## EXERCISE INSTRUCTIONS:
Reproduce the lines of the records below, from the line containing "Practice. Locate the green football" through the final line of the records, inclusive. Copy them without any changes.

(Records)
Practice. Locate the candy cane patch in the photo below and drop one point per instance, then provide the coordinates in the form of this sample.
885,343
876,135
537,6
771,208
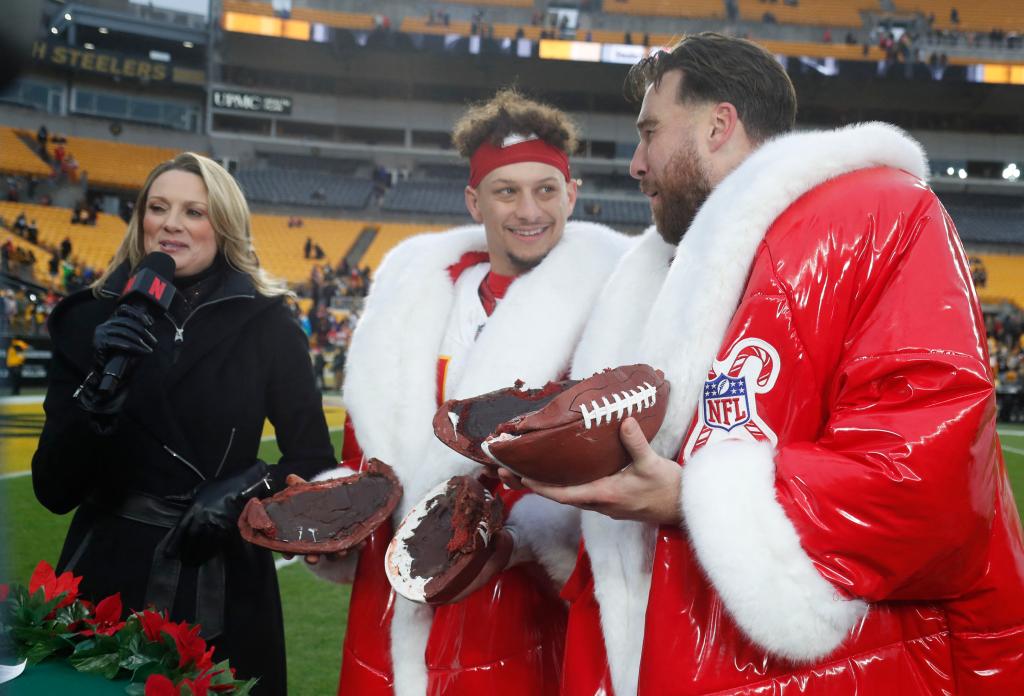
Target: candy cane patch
728,404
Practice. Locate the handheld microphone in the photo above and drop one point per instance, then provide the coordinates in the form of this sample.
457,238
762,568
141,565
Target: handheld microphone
150,289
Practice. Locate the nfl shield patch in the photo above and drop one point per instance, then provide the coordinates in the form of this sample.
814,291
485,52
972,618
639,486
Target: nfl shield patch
725,403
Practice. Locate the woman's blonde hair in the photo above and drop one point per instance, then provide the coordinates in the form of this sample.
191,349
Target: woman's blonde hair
228,216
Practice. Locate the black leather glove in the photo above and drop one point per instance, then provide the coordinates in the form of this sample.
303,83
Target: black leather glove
127,332
213,517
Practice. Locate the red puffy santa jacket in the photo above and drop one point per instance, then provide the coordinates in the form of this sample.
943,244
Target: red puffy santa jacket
848,527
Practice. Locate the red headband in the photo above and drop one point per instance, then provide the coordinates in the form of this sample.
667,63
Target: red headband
488,158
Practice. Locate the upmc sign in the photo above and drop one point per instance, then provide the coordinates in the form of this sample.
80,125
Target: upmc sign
246,101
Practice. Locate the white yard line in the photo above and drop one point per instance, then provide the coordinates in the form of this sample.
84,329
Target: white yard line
22,474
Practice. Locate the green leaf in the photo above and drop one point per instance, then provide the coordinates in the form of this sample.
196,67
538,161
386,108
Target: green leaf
39,652
134,661
107,664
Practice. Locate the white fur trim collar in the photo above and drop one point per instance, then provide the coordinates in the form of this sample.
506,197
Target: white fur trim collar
390,385
686,322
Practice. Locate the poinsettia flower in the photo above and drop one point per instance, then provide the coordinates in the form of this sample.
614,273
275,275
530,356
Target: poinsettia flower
53,585
153,623
158,685
190,647
105,621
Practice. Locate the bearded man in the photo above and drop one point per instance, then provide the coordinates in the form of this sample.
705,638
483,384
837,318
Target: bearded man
825,508
455,314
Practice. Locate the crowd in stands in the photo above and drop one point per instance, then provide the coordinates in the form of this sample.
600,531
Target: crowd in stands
65,274
1005,327
25,313
16,260
62,162
996,38
328,283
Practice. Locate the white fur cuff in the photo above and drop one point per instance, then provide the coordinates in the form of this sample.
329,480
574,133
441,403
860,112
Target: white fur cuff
753,555
550,530
337,472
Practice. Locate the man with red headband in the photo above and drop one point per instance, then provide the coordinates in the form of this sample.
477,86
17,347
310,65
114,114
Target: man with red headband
455,314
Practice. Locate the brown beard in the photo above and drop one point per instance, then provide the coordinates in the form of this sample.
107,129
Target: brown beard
522,265
683,191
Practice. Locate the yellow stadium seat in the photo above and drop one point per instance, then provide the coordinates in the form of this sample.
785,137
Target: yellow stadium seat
16,158
823,12
978,15
91,245
1004,273
709,9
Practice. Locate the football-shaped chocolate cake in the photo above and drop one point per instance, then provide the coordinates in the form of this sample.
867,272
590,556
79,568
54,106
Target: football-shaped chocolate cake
565,433
444,540
324,517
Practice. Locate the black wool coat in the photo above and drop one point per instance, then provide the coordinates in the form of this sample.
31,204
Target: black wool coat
195,410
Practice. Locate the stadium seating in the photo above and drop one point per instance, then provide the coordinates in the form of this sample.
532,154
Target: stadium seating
40,269
116,164
426,197
977,15
707,9
423,26
16,158
613,212
263,8
1004,273
391,233
298,186
822,12
281,248
313,164
501,3
330,17
91,245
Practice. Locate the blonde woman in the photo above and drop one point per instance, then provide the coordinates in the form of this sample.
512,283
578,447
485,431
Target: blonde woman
160,469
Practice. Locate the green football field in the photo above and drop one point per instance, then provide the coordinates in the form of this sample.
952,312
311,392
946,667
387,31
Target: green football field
315,611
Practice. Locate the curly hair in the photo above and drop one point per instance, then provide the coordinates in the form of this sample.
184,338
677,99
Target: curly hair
507,113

## RESULT OF THIS TASK:
Practice. Locate the green football field in the photo above and drop one point per instance, then provide the coordinates in the form of this sample.
952,312
311,392
946,667
387,31
Target: green football field
315,611
Practice. Locate the curly hair in the photo above and drop one point per instance, then provide the coordinates in the form of this sample.
184,338
677,99
Target: curly hair
507,113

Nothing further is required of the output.